Out of 16 priorities, “an honest and responsive government” was the fourth in the United Nations Global Survey for a better world. Right after better education, healthcare and job opportunities.
This makes sense, as it relates directly to the quality of public services people might receive. Also, in this era of new technologies and social media, it becomes increasingly easier for citizens and governments to communicate directly. Every person can be heard and an adequate and quick response by the government is often demanded by the citizens.
“Good governance, including open government reforms, is the cornerstone of effective service delivery, sound policy-making, and building trust between governments and citizens,” said Jan Walliser, World Bank Vice President for Equitable Growth, Finance, and Institutions, at the Open Government Partnership Summit in Mexico City at the end of October.

▶ **Provided records**:
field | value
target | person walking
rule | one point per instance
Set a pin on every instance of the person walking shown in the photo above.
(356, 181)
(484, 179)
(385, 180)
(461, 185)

▶ **List of tasks**:
• a. In the passage on open government, which priority ranked fourth in the United Nations Global Survey?
• b. Please continue the passage on open government, picking up after its final sentence.

▶ **Results of the exercise**:
• a. An honest and responsive government ranked fourth out of 16 priorities.

• b.
At an international level, the Open Government Partnership (OGP) brings together governments and civil society organizations that “recognize that governments are more likely to be effective and credible if they open their doors to public input and oversight.” This means that governments make available to citizens data that concern public spending and public services in general. It also means that governments should interact with citizens on these issues and allow them to have a say.
Experts hold that open government is essential to achieving the new Sustainable Development Goals (SDG) for 2030. These include eradicating poverty, education, health and environmental issues. The 16th goal most directly addresses the importance of open government: it encourages “the promotion of peaceful and inclusive societies for sustainable development, the provision of access to justice for all, and building effective, accountable institutions at all levels.”
“OGP members have made a head start in what is understood as key to progress across the SDGS – securing stakeholders’ commitment to build the kind of societies which make sustainable development possible,” said Helen Clark, Administrator of the United Nations Development Programme, “peaceful and inclusive societies and which have transparent, accountable, and responsive institutions and governance.”
To underscore the importance of Open Government, here are five examples of how Open Government Data can be used to fight poverty.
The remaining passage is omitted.